TO DO | Please say whether each statement below agrees with the amino acid text, answering yes or no and quoting the deciding words from the text. 1. BCAAs stimulate the uptake of glucose into the liver and skeletal muscle. 2. A vegan diet cannot supply adequate EAAs. 3. Protein after a workout has to include an amino acid supplement.

Research suggests that BCAAs have a glycogen sparing effect, meaning that glycogen can be used to support energy needs for longer training time. One review explains that BCAAs stimulate uptake of glucose into the liver and skeletal muscle, which can then be used for energy. 

It’s also important to consider other important nutritional support during longer workouts, including carbohydrates, electrolytes, and water. 

Plant-Based EAAs

EAAs come in both animal or plant-derived forms. For those following vegan or plant-based diets, EAAs can help bridge the potential gap in meeting needs for a complete profile of amino acids in the diet. That being said, a vegan diet can provide adequate EAAs through protein-rich foods consumed in the right quantities. 

Athlete raising a sizable water container with ease

Frequently Asked Questions

Should you take amino acids after a workout?

In general, it depends on your goals, needs, and other lifestyle factors, but for muscle building and recovery, it’s recommended to consume protein within a few hours after a workout. This may or may not include an amino acid supplement, but reaching your protein goal by the end of the day will help you get the most out of your workout. 

Which amino acids help with recovery?

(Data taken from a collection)
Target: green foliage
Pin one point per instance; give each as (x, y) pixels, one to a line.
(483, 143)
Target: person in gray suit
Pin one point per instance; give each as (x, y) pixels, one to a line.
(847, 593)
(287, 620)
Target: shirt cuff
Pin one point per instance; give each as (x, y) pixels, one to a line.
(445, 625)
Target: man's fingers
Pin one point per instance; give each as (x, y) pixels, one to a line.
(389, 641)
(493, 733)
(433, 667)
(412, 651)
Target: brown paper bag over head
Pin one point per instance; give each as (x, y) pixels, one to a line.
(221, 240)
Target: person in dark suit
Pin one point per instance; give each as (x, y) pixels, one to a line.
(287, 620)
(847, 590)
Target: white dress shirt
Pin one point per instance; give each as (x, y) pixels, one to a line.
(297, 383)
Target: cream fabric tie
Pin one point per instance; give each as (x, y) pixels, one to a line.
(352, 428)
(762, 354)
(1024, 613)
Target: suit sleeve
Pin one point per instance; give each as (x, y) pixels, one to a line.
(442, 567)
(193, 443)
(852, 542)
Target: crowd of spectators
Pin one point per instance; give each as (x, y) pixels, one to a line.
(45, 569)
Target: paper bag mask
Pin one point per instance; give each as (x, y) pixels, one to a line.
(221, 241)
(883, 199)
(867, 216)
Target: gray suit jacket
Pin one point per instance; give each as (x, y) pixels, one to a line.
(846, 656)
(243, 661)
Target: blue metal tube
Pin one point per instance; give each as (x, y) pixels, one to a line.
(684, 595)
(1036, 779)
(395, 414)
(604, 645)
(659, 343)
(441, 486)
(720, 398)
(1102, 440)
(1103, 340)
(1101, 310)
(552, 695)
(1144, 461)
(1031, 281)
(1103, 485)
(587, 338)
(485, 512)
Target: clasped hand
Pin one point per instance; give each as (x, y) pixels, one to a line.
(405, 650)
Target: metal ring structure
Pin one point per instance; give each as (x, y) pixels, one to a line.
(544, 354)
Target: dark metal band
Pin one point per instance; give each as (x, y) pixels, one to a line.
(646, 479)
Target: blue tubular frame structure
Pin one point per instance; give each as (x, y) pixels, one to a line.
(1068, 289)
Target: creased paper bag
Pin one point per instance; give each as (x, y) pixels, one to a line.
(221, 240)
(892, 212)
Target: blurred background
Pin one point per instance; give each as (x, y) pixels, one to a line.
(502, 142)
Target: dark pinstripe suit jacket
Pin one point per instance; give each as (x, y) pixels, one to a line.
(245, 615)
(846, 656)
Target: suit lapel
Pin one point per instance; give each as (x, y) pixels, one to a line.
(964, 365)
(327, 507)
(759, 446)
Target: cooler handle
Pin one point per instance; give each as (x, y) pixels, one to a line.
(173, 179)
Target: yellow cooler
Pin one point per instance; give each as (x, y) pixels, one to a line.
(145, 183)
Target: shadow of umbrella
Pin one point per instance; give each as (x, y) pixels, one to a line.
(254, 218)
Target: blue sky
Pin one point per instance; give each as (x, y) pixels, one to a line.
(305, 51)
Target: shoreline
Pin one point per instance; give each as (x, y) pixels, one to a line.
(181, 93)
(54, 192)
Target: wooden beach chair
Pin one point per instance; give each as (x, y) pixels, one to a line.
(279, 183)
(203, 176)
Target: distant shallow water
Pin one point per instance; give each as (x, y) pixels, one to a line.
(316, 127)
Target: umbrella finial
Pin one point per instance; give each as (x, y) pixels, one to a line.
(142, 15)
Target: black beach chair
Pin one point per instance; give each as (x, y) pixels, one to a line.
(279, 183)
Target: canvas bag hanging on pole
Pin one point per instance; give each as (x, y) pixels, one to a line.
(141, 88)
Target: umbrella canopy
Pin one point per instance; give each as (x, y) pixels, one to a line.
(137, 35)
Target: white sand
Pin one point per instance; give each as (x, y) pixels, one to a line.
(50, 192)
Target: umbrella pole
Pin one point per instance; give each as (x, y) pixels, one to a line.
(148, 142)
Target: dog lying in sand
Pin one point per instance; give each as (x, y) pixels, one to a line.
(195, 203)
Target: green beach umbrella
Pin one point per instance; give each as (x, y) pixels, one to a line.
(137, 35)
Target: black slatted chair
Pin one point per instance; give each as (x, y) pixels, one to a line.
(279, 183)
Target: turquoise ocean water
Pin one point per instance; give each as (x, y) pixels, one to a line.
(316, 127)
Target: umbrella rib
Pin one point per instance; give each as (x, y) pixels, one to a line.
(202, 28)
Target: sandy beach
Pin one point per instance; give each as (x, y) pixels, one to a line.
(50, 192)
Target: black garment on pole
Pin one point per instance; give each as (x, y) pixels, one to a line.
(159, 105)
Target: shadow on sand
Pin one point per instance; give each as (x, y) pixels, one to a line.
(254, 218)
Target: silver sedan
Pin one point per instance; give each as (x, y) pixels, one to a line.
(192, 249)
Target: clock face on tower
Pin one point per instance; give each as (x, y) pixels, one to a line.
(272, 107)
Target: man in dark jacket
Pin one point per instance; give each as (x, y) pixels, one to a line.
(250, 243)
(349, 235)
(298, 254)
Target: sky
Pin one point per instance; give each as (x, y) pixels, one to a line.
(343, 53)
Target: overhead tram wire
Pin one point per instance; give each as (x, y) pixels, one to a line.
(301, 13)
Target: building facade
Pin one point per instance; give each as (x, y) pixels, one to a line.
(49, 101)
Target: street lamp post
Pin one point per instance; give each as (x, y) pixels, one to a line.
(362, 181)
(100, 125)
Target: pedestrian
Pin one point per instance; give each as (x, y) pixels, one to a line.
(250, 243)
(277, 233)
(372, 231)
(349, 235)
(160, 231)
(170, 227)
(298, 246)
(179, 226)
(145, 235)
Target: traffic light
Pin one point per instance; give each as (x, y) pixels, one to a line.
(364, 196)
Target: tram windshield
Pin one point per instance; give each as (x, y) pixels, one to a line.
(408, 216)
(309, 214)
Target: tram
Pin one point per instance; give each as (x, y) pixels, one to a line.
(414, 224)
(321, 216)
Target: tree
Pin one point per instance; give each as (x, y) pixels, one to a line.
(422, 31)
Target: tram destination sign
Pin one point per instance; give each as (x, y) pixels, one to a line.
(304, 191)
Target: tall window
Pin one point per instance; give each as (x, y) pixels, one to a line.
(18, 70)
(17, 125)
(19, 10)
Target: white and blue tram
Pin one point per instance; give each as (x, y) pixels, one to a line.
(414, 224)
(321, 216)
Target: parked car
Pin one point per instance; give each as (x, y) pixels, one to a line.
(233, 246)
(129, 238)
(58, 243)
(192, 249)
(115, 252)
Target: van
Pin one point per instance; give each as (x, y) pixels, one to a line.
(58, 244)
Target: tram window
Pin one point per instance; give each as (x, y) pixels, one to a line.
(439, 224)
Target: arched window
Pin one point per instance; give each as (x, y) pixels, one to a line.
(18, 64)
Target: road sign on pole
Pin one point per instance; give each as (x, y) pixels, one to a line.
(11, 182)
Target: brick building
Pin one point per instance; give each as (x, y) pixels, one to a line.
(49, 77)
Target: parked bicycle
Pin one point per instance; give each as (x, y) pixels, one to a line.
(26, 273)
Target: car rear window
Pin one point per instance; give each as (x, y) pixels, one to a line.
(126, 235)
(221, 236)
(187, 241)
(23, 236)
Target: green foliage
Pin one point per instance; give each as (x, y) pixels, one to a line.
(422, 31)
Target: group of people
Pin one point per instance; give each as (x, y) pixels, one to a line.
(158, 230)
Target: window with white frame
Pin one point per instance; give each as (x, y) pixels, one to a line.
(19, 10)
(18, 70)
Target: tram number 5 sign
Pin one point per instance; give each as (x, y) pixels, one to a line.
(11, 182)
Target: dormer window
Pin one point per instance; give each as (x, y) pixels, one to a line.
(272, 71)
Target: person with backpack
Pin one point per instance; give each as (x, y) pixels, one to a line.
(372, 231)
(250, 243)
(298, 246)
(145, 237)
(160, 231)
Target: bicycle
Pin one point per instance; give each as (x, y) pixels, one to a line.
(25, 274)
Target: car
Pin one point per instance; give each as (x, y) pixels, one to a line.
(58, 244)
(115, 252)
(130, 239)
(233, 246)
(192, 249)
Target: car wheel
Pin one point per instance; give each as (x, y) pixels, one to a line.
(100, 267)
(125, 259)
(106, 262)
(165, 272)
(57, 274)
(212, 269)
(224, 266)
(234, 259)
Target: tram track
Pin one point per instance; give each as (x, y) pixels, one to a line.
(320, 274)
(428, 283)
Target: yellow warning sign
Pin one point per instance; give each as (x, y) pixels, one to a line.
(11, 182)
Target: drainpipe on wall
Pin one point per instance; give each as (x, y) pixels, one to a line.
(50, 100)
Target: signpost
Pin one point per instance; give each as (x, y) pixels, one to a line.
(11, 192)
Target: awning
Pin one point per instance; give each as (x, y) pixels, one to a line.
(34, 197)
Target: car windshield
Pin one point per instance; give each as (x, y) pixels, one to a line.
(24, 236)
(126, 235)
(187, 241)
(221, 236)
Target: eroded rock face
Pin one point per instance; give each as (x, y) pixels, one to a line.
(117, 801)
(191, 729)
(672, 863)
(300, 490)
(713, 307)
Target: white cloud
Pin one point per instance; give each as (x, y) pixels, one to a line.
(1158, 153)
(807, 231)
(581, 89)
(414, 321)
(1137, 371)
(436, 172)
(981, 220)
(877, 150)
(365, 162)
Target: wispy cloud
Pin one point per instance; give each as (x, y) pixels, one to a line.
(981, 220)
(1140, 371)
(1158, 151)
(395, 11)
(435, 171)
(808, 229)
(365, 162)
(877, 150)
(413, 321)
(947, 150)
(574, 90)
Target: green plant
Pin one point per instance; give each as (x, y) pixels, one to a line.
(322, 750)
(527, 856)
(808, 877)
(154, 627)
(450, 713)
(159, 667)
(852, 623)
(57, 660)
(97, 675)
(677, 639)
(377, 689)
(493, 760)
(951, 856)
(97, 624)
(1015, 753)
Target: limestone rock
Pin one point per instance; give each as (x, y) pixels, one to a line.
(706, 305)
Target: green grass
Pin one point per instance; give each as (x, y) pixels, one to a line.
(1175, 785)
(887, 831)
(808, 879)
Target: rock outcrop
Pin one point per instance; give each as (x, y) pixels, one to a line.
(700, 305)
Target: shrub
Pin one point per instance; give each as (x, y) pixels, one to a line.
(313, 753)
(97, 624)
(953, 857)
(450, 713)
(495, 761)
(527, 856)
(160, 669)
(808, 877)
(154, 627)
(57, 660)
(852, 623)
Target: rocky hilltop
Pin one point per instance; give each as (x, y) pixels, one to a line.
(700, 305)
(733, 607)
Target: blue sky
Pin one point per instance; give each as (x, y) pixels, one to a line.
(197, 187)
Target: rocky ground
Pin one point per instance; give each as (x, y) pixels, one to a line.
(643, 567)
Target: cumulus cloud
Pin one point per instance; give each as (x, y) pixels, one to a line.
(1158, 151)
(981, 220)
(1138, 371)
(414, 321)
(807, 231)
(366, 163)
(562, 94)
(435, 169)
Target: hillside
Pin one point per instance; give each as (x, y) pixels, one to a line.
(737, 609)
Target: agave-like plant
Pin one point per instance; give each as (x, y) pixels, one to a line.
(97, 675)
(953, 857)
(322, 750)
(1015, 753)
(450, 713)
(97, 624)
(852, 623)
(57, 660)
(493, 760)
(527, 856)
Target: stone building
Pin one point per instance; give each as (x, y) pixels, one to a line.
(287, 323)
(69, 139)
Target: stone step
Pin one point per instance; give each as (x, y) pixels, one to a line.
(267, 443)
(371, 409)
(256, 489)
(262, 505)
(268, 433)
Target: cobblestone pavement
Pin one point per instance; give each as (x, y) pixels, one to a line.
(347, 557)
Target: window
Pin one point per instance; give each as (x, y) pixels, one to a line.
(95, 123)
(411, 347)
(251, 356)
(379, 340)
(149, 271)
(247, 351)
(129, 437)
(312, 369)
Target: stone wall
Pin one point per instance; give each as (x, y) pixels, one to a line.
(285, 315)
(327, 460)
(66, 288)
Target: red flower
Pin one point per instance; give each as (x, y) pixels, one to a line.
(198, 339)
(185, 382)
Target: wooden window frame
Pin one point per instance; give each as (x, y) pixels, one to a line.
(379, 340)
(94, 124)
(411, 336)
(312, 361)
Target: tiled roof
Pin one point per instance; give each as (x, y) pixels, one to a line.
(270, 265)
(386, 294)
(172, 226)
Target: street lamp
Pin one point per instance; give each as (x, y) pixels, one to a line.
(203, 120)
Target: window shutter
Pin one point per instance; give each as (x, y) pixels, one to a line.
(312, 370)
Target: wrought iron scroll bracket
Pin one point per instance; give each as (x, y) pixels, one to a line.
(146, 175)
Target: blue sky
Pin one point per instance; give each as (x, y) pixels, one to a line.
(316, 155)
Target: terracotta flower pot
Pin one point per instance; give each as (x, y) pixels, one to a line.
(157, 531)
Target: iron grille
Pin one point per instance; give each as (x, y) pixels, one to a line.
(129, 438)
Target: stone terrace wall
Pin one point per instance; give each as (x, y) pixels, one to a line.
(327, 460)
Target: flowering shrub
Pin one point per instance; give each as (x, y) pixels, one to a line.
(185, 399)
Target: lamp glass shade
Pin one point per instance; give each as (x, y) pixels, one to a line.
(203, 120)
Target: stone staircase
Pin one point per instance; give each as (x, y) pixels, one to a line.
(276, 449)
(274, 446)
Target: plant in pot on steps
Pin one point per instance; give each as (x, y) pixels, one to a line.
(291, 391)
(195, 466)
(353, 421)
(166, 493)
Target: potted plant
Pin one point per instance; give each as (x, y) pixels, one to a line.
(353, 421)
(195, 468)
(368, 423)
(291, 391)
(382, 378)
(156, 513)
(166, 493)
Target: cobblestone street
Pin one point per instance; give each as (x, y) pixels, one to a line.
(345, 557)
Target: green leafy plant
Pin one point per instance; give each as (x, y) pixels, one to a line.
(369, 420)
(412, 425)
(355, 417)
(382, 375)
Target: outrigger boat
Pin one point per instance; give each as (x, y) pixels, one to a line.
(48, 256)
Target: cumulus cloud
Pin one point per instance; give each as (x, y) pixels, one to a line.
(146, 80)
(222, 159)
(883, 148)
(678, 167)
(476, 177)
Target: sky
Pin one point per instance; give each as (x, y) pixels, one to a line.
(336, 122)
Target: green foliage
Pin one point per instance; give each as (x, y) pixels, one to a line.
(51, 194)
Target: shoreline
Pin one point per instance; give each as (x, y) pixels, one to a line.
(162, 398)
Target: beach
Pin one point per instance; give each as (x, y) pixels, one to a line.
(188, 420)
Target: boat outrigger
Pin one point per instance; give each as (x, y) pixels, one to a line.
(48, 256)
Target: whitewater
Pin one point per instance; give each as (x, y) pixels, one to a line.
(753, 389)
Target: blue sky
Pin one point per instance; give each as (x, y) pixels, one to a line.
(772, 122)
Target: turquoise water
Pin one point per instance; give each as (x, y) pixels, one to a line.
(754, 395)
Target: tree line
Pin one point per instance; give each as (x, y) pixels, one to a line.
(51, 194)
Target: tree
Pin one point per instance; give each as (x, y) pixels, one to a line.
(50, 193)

EXPECTED ANSWER |
1. Yes: "BCAAs stimulate uptake of glucose into the liver and skeletal muscle"
2. No: "a vegan diet can provide adequate EAAs through protein-rich foods consumed in the right quantities"
3. No: "This may or may not include an amino acid supplement"